> **Work item**: Word for word, write out all of the data below.

Extracted data Start Marker

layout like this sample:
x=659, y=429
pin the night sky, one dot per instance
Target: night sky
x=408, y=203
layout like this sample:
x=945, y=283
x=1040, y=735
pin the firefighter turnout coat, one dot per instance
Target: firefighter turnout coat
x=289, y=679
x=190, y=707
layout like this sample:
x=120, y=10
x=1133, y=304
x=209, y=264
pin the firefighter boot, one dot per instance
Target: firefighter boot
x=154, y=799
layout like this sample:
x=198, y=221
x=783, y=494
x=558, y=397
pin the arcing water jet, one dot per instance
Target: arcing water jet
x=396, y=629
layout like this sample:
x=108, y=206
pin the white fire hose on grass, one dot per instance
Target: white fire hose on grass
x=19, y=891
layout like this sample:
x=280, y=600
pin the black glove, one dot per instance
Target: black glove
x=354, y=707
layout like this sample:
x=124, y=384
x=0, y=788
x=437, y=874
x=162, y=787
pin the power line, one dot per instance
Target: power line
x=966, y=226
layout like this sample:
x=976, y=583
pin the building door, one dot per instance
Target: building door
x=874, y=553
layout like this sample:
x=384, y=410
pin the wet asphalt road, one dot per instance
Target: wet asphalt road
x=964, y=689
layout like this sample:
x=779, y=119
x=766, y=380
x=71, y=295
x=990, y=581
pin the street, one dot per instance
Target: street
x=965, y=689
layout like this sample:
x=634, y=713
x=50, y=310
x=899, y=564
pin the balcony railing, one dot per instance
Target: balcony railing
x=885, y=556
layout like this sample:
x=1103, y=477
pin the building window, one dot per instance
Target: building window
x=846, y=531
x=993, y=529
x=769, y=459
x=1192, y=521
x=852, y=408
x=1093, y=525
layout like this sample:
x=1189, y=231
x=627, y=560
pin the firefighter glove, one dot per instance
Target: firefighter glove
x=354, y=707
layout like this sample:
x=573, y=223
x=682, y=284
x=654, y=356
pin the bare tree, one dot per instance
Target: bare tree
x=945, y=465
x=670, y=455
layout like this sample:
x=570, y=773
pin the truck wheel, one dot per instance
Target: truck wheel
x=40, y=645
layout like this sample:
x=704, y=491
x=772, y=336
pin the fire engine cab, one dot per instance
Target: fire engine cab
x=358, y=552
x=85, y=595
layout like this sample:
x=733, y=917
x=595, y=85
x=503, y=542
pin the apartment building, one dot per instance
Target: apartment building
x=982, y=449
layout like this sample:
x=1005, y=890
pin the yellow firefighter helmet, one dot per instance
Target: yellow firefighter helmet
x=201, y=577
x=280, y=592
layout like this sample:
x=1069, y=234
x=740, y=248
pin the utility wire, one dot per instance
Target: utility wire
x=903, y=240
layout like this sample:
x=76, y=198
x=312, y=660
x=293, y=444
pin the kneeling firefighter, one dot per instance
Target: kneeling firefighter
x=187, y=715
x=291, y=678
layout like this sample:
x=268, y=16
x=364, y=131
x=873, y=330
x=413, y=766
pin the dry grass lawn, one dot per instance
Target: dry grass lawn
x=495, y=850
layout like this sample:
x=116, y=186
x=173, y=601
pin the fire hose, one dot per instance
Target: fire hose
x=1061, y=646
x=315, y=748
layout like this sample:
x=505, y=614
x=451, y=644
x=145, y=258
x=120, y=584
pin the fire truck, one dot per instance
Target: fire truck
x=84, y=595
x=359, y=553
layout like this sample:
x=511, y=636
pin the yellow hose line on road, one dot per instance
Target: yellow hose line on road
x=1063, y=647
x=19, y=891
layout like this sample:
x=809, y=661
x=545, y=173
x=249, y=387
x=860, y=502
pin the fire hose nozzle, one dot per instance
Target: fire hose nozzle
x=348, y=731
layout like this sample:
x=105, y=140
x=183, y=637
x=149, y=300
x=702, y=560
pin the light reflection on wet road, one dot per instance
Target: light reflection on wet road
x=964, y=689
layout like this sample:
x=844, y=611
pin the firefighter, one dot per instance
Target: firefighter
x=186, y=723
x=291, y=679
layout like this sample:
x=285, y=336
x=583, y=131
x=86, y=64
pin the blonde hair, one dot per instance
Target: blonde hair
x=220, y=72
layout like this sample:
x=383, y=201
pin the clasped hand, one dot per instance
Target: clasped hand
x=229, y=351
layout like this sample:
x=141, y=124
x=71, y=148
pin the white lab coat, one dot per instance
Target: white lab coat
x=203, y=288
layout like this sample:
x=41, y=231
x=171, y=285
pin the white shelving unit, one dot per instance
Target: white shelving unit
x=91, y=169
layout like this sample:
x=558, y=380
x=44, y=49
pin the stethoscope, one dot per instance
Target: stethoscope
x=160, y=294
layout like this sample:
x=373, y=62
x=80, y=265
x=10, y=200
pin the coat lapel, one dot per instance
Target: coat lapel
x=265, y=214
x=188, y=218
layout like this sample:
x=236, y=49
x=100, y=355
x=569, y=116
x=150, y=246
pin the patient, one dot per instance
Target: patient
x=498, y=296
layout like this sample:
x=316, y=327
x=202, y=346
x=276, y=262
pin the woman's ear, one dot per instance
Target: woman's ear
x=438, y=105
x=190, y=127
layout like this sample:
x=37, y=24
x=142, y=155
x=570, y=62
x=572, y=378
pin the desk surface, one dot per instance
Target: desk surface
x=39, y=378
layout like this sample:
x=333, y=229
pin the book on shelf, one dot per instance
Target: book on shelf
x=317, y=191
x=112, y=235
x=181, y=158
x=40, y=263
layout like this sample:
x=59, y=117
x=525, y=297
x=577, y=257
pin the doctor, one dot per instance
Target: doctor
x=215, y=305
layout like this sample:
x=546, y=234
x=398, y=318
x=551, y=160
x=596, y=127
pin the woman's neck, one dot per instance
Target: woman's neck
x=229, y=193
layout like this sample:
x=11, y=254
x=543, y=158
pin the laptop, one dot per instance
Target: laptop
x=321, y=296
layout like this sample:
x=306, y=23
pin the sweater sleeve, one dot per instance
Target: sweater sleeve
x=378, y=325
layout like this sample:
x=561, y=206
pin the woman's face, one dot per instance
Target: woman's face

Extracted data End Marker

> **Reply to the exercise**:
layout like this sample:
x=659, y=429
pin the night sky, one dot per instance
Target: night sky
x=408, y=203
layout like this sample:
x=945, y=283
x=1040, y=735
pin the firefighter turnout coat, one dot per instance
Target: firefighter turnout coat
x=289, y=679
x=190, y=707
layout like this sample:
x=120, y=10
x=1133, y=304
x=209, y=264
pin the firefighter boot, one dot per instance
Target: firefighter boot
x=154, y=799
layout like this sample:
x=198, y=221
x=783, y=494
x=558, y=397
pin the arcing water jet, one dot per instance
Target: arcing water jet
x=396, y=629
layout like this sample:
x=108, y=206
pin the white fire hose on grass, one dot per instance
Target: white fire hose on grass
x=19, y=891
layout like this sample:
x=280, y=600
pin the black glove, one dot per instance
Target: black glove
x=354, y=707
layout like this sample:
x=124, y=384
x=0, y=788
x=437, y=874
x=162, y=787
pin the power line, one dot per instance
Target: power line
x=966, y=226
layout like this sample:
x=976, y=583
pin the building door, one dot per instance
Target: building door
x=874, y=553
layout like this sample:
x=384, y=410
pin the wet asphalt road, one dot per instance
Target: wet asphalt road
x=964, y=689
layout like this sample:
x=779, y=119
x=766, y=380
x=71, y=295
x=990, y=581
pin the street, one dot per instance
Target: street
x=965, y=689
layout like this sample:
x=634, y=713
x=50, y=310
x=899, y=564
pin the balcony railing, one dot per instance
Target: balcony railing
x=885, y=556
layout like this sample:
x=1103, y=477
pin the building window, one dot per instance
Target: building window
x=846, y=531
x=993, y=529
x=769, y=459
x=1192, y=521
x=852, y=408
x=1093, y=525
layout like this sample:
x=1189, y=231
x=627, y=560
pin the firefighter glove, one dot per instance
Target: firefighter glove
x=354, y=707
layout like this sample:
x=573, y=223
x=682, y=284
x=654, y=356
pin the bare tree, one dot per instance
Target: bare tree
x=945, y=465
x=670, y=455
layout like this sample:
x=570, y=773
pin the truck wheel, one dot per instance
Target: truck wheel
x=40, y=645
layout like this sample:
x=704, y=491
x=772, y=336
pin the fire engine cab, one dot per instance
Target: fire engine cab
x=358, y=552
x=85, y=595
layout like this sample:
x=733, y=917
x=595, y=85
x=503, y=542
pin the apartment building, one dot per instance
Target: apartment building
x=982, y=449
layout like this sample:
x=1005, y=890
pin the yellow firefighter helmet, one dot per instance
Target: yellow firefighter helmet
x=201, y=577
x=280, y=592
layout like this sample:
x=1069, y=234
x=740, y=248
pin the utility wire, one dot per instance
Target: utility wire
x=903, y=240
layout like this sample:
x=76, y=198
x=312, y=660
x=293, y=444
pin the kneeling firefighter, one dot per instance
Target: kneeling firefighter
x=187, y=715
x=291, y=678
layout like this sample:
x=268, y=16
x=364, y=131
x=873, y=330
x=413, y=766
pin the dry grass lawn, one dot per instance
Target: dry grass lawn
x=495, y=850
layout like this sample:
x=116, y=186
x=173, y=601
pin the fire hose, one dot per instance
Target: fire hose
x=1061, y=646
x=315, y=748
layout like this sample:
x=505, y=614
x=451, y=644
x=145, y=258
x=120, y=584
pin the fire truck, one dot per instance
Target: fire truck
x=84, y=595
x=359, y=553
layout like this sample:
x=511, y=636
pin the yellow hose line on road, one dot per instance
Target: yellow hose line on road
x=1063, y=647
x=19, y=891
layout like this sample:
x=809, y=661
x=545, y=173
x=249, y=387
x=860, y=502
pin the fire hose nozzle, one dot per instance
Target: fire hose nozzle
x=348, y=731
layout like this sample:
x=105, y=140
x=183, y=637
x=149, y=300
x=702, y=560
pin the light reflection on wet road, one dot per instance
Target: light reflection on wet road
x=964, y=689
layout like this sample:
x=844, y=611
pin the firefighter, one dot per instance
Target: firefighter
x=186, y=723
x=291, y=679
layout like this sample:
x=285, y=336
x=583, y=131
x=86, y=64
pin the blonde hair, one dot per instance
Target: blonde hair
x=220, y=72
layout like this sample:
x=383, y=201
pin the clasped hand, one dot per instance
Target: clasped hand
x=229, y=351
layout like this sample:
x=141, y=124
x=71, y=148
pin the white lab coat, one dot per instance
Target: white lab coat
x=203, y=288
layout like this sample:
x=41, y=231
x=171, y=285
pin the white shelving unit, one dot per instance
Target: white shelving unit
x=91, y=169
layout like this sample:
x=558, y=380
x=44, y=49
pin the stethoscope, one dot per instance
Target: stethoscope
x=160, y=294
layout like this sample:
x=373, y=62
x=80, y=265
x=10, y=200
pin the coat lapel, one dot per instance
Target: coat lapel
x=265, y=214
x=188, y=218
layout like this sample:
x=236, y=49
x=100, y=355
x=569, y=116
x=150, y=246
pin the patient, one dot per instance
Target: patient
x=498, y=296
layout like this sample:
x=316, y=327
x=202, y=346
x=276, y=262
pin the woman's ear, one dot per instance
Target: woman's ear
x=438, y=105
x=190, y=127
layout like this sample:
x=37, y=24
x=142, y=155
x=570, y=62
x=572, y=378
pin the desk surface, one dot per instance
Target: desk surface
x=39, y=378
layout like this sample:
x=333, y=229
pin the book on shelf, one dot per instance
Target: book on shelf
x=317, y=191
x=112, y=235
x=181, y=158
x=40, y=263
layout like this sample:
x=59, y=117
x=525, y=297
x=577, y=257
pin the doctor, one dot per instance
Target: doctor
x=215, y=305
layout like this sample:
x=546, y=234
x=398, y=318
x=551, y=160
x=596, y=127
pin the woman's neck, one dot per instance
Target: woman's neck
x=229, y=193
layout like this sample:
x=11, y=254
x=543, y=158
pin the laptop, one dot per instance
Target: laptop
x=321, y=296
layout like this sample:
x=306, y=23
pin the sweater sleeve, one dot per instance
Target: sweater sleeve
x=378, y=325
layout like this sample:
x=561, y=206
pin the woman's face, one dot per instance
Target: woman's face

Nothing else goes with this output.